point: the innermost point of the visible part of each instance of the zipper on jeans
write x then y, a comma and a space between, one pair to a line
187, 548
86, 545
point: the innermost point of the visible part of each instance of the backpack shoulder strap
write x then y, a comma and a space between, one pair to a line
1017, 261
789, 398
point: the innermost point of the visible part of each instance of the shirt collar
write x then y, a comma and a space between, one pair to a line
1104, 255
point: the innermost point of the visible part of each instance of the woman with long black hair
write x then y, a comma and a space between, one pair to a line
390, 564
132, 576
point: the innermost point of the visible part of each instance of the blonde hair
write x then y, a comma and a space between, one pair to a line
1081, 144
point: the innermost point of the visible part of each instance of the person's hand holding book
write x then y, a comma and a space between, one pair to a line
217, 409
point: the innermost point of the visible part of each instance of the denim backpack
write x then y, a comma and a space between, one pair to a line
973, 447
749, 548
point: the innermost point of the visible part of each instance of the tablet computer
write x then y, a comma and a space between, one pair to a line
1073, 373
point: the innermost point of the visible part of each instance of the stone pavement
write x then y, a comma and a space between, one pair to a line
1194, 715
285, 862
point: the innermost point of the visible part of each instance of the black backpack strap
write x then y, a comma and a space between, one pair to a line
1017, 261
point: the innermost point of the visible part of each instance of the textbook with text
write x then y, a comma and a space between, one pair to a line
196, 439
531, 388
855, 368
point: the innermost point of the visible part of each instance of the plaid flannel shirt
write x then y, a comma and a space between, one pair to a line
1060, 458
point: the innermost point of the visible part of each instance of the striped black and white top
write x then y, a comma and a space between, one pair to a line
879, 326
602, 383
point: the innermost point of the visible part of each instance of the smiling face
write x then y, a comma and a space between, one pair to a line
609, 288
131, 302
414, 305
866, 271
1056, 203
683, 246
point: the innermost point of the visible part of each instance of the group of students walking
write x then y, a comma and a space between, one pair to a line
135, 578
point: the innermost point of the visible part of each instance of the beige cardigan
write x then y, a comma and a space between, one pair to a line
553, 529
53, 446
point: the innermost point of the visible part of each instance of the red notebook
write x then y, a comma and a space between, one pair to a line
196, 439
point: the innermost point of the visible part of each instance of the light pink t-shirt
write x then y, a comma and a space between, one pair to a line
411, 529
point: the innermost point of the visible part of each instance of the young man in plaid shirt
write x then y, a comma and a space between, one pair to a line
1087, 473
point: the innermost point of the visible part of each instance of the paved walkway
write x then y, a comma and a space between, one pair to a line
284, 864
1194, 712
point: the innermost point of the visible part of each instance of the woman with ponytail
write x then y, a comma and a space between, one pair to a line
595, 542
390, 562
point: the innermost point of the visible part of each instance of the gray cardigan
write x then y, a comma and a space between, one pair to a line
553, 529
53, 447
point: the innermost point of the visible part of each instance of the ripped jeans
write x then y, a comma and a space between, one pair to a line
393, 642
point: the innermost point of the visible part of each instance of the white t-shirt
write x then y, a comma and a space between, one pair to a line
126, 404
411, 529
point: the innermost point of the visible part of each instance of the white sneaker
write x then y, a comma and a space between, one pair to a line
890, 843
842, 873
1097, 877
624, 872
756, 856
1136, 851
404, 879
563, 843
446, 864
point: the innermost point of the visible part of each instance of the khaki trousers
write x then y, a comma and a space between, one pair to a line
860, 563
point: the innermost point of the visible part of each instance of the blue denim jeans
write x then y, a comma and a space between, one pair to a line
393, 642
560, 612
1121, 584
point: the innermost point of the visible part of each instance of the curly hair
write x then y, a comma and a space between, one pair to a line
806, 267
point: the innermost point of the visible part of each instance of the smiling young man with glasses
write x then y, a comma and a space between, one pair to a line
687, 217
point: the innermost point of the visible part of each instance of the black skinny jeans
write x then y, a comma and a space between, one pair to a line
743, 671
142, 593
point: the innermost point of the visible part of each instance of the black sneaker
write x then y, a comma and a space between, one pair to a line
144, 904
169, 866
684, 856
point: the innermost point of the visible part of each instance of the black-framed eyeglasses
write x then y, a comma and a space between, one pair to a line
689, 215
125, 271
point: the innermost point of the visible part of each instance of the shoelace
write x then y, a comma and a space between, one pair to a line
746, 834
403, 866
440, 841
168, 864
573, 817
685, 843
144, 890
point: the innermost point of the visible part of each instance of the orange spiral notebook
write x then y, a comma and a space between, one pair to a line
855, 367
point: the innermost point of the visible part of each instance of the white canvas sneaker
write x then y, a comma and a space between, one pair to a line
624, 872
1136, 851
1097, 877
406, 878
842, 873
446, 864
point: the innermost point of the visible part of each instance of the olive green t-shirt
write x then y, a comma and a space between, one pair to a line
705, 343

▶ [Exercise prompt]: When a line in the material above includes the word "young", copy that line.

▶ [Your response]:
point: the innermost point of the visible part of each instance of the young man in plaid shirt
point: the innermost point of the visible part of each instance of the smiling young man with glasses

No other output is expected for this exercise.